Rewrite the part of the data that opens with the line containing "Cam-trap alert: motion was detected. Identify red headscarf" and closes with the line containing "584, 63, 612, 69", replacing "night-vision" with "thermal" and leaving everything else unchanged.

_ _ _

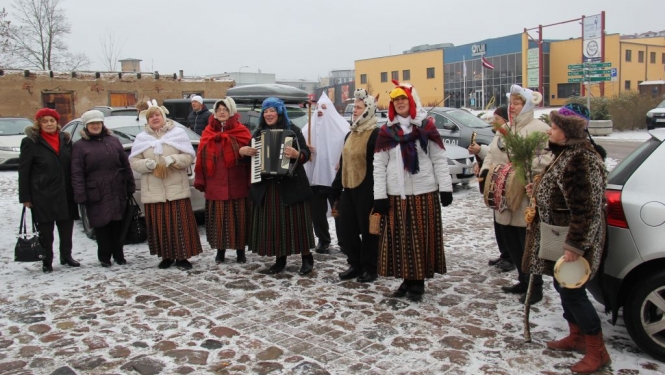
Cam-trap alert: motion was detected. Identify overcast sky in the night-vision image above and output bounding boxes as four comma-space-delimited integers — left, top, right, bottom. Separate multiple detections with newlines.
15, 0, 665, 80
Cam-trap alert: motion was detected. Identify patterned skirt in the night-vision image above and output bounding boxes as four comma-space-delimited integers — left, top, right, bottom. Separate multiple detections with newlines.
206, 198, 249, 250
378, 192, 446, 280
145, 198, 202, 260
247, 183, 314, 257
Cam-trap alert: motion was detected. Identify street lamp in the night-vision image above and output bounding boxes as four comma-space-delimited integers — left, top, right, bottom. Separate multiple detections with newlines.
238, 65, 249, 86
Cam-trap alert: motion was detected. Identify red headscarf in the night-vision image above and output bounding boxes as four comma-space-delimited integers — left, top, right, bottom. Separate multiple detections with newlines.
195, 113, 252, 177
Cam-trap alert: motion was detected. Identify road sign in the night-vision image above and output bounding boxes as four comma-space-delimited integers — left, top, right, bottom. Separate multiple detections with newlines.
584, 63, 612, 69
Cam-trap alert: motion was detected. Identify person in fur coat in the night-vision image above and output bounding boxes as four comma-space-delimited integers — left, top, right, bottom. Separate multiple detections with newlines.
523, 104, 611, 374
374, 81, 453, 302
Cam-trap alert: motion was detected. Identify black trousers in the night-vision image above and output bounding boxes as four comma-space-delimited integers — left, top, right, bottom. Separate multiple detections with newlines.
495, 222, 543, 288
337, 184, 379, 274
36, 220, 74, 264
310, 185, 343, 248
95, 220, 125, 263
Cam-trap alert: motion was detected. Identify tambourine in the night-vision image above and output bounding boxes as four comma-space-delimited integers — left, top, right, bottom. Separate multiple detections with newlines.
554, 257, 591, 289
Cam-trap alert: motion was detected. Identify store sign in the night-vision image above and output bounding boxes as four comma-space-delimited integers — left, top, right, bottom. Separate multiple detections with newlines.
471, 43, 486, 56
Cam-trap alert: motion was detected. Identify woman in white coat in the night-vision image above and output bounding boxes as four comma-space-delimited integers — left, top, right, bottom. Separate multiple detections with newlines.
374, 81, 453, 302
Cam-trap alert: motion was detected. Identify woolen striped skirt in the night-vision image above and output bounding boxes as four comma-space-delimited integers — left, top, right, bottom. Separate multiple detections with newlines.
378, 192, 446, 280
206, 198, 249, 250
144, 198, 202, 260
247, 182, 314, 257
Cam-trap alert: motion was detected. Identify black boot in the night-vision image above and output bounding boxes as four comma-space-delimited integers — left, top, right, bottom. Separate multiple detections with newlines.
215, 249, 226, 264
269, 255, 286, 274
60, 250, 81, 267
236, 250, 247, 263
298, 253, 314, 275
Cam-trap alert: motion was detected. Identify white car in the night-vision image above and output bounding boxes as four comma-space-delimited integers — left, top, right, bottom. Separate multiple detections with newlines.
62, 116, 205, 238
0, 117, 33, 166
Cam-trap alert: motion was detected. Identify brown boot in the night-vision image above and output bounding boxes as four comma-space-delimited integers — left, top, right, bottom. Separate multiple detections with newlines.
545, 322, 586, 354
570, 332, 612, 374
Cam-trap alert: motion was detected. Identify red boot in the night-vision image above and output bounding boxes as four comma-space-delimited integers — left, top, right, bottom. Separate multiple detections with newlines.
570, 332, 612, 374
545, 322, 586, 354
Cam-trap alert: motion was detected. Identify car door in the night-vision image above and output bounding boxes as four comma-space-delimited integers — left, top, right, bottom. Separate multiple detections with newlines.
429, 112, 460, 146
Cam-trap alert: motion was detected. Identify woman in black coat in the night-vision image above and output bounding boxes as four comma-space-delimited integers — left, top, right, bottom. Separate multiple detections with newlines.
239, 98, 314, 275
18, 108, 80, 273
72, 110, 135, 267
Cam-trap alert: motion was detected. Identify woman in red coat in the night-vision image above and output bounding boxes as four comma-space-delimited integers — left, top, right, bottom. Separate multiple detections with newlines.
194, 98, 251, 263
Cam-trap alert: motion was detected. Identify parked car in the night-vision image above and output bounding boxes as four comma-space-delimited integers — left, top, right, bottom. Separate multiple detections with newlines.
427, 107, 494, 148
589, 129, 665, 361
62, 116, 205, 238
0, 117, 33, 167
647, 100, 665, 130
90, 105, 139, 117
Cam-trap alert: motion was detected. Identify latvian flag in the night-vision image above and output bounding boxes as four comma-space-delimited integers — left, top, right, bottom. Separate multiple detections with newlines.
480, 56, 494, 70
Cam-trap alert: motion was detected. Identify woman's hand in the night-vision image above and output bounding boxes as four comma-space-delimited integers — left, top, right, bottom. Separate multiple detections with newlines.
284, 147, 300, 159
563, 250, 580, 262
238, 146, 259, 156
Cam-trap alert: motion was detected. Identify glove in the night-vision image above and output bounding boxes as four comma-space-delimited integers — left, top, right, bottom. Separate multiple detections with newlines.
439, 191, 453, 207
374, 198, 390, 215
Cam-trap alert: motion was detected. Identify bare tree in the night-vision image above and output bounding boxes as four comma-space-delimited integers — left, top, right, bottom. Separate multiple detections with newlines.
99, 30, 125, 71
9, 0, 89, 70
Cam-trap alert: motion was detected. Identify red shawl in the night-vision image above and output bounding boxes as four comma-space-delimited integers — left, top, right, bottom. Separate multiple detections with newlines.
195, 113, 252, 177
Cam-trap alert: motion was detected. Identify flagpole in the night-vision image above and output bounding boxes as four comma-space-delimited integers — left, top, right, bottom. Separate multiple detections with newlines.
462, 55, 466, 108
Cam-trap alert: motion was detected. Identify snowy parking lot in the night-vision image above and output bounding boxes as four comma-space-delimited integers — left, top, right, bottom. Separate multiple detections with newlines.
0, 134, 665, 375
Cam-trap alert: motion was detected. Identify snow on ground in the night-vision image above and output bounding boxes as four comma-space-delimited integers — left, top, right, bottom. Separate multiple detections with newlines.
0, 164, 663, 375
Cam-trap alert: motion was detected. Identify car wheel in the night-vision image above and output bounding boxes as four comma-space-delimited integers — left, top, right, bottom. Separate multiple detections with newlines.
79, 204, 95, 240
623, 272, 665, 361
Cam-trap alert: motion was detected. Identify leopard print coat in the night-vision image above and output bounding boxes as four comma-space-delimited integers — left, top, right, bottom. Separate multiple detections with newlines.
522, 139, 607, 278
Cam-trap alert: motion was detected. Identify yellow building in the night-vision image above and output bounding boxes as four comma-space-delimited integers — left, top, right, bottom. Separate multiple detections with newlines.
355, 49, 445, 108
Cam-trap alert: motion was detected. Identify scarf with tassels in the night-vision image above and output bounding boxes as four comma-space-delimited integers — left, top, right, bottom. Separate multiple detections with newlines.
375, 117, 445, 174
194, 113, 252, 177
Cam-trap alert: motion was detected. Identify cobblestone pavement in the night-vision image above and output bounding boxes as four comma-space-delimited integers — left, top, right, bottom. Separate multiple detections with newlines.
0, 172, 662, 375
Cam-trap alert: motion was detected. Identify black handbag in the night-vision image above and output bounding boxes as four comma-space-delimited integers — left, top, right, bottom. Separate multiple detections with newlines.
14, 206, 46, 262
121, 196, 148, 245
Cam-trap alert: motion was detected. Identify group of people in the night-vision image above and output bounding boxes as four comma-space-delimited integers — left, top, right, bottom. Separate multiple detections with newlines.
19, 81, 610, 373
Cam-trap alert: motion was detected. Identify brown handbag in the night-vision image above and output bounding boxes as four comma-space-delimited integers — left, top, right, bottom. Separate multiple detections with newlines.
369, 208, 381, 235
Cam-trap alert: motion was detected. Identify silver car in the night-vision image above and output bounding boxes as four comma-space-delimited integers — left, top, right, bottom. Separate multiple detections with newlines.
62, 116, 205, 238
589, 129, 665, 361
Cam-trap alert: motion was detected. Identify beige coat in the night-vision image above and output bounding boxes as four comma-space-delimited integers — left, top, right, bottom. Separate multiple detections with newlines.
481, 111, 552, 227
129, 121, 194, 203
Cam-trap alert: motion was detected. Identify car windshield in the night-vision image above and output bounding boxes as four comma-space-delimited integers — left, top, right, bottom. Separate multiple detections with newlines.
0, 118, 32, 135
444, 109, 491, 129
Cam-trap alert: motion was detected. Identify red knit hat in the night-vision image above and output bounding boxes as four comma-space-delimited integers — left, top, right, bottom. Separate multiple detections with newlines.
35, 108, 60, 122
388, 79, 417, 121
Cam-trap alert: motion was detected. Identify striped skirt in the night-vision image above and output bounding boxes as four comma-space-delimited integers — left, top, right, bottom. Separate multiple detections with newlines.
248, 183, 314, 257
206, 198, 249, 250
378, 192, 446, 280
144, 198, 202, 260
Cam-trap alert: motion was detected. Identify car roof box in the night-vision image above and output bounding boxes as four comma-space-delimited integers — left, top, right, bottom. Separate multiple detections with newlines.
226, 83, 309, 104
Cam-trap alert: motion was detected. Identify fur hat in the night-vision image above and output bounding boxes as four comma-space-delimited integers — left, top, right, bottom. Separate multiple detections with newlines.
494, 107, 510, 122
353, 88, 376, 124
388, 79, 421, 121
506, 85, 543, 114
213, 96, 238, 117
35, 108, 60, 122
550, 103, 589, 139
81, 109, 104, 127
192, 95, 203, 104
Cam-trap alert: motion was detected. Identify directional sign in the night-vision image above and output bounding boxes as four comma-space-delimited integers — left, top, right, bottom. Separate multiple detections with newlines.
580, 63, 612, 69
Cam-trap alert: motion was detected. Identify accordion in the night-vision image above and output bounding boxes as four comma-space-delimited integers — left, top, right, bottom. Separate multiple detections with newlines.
251, 129, 300, 184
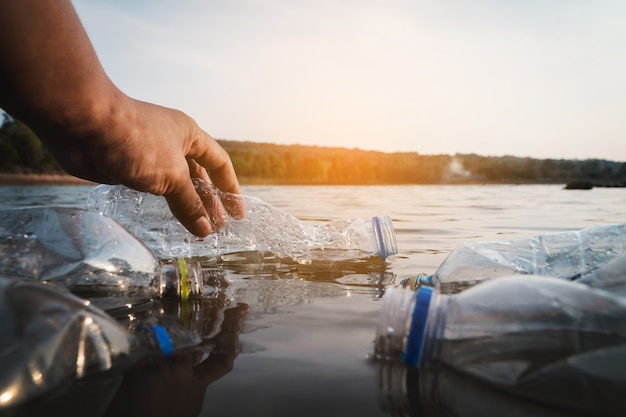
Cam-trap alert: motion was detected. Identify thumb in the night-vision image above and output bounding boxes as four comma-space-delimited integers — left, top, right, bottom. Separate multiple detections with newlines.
165, 178, 211, 237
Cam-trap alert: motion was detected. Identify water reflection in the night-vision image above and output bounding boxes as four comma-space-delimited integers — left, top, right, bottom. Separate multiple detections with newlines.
104, 304, 247, 417
2, 298, 248, 417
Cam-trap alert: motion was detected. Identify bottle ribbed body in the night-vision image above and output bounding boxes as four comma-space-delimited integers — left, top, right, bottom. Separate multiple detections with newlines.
0, 275, 200, 411
0, 207, 202, 307
87, 180, 397, 261
422, 223, 626, 293
376, 276, 626, 409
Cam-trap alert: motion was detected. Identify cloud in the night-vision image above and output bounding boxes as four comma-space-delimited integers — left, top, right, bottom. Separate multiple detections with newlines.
76, 0, 626, 160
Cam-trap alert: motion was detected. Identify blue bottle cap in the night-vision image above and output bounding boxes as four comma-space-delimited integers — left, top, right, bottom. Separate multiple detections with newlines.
402, 287, 433, 366
151, 324, 174, 356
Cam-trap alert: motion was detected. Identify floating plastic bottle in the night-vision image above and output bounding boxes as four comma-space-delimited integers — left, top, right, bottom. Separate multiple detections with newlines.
0, 207, 203, 309
375, 276, 626, 415
416, 223, 626, 293
87, 179, 397, 262
0, 276, 201, 413
377, 362, 580, 417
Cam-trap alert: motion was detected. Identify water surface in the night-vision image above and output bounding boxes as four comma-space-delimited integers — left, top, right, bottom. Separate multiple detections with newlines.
0, 185, 626, 417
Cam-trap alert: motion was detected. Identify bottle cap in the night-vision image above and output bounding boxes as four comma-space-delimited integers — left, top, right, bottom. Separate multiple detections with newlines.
161, 258, 204, 301
402, 287, 433, 366
137, 324, 174, 356
372, 216, 398, 259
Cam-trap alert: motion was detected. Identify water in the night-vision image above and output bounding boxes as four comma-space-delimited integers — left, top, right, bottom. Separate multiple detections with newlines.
0, 185, 626, 416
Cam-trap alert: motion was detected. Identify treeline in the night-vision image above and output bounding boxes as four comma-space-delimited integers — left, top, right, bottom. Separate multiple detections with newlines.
220, 140, 626, 186
0, 112, 63, 174
0, 114, 626, 186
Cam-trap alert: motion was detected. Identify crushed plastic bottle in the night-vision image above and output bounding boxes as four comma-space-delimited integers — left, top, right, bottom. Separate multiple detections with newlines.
87, 179, 397, 262
415, 223, 626, 293
0, 276, 201, 413
375, 275, 626, 415
0, 207, 203, 309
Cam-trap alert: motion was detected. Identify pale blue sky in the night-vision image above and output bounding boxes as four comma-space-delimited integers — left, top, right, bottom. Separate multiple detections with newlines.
74, 0, 626, 161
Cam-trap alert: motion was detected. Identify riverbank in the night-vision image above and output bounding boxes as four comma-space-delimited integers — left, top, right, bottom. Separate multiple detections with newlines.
0, 173, 95, 185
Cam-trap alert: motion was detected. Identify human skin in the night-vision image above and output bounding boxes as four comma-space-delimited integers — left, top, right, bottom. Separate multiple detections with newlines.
0, 0, 240, 236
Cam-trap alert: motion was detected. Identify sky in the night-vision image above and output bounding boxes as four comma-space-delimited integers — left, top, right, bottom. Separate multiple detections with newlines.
74, 0, 626, 161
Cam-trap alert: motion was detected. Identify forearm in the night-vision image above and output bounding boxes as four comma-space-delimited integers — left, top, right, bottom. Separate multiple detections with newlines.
0, 0, 127, 142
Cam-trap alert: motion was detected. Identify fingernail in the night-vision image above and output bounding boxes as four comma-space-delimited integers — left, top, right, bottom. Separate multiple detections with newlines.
193, 216, 211, 237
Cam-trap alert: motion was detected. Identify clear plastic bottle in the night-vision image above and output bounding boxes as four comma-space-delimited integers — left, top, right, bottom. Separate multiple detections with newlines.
375, 276, 626, 414
87, 179, 397, 262
0, 207, 203, 308
416, 223, 626, 293
0, 276, 201, 413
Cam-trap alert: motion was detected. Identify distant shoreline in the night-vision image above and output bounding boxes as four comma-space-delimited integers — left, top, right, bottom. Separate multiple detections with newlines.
0, 173, 97, 185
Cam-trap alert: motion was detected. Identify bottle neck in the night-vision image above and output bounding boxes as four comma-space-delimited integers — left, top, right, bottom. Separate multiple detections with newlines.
372, 216, 398, 259
417, 287, 446, 366
159, 258, 204, 301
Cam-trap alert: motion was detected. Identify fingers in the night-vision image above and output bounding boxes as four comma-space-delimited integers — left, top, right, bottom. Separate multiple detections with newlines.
165, 178, 212, 237
189, 128, 244, 218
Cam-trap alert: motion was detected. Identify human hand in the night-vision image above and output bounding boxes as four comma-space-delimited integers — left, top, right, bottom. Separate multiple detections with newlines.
47, 97, 241, 236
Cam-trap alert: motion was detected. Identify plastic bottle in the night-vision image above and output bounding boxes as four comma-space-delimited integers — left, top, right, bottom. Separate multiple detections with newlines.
375, 276, 626, 413
0, 276, 200, 413
0, 207, 203, 308
87, 179, 397, 262
377, 362, 588, 417
410, 223, 626, 293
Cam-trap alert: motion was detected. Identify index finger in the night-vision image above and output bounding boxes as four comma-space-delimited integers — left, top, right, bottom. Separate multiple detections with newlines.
188, 130, 244, 218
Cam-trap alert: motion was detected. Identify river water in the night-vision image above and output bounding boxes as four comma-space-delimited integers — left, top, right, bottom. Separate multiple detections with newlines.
0, 185, 626, 417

_ _ _

* _Exercise solution_:
Cam-trap alert: motion was detected. Identify red headscarf in the thermal image above and output bounding boxes as four comma-space-delimited integers — left, top, right, bottom. Separate multiple detections with newlines.
195, 113, 252, 177
Cam-trap alert: motion was detected. Identify road sign in the thermal image above and output bounding boxes as four comma-space-delimited integers — left, top, right, bottom. Separate multiple detections with newlines.
584, 63, 612, 69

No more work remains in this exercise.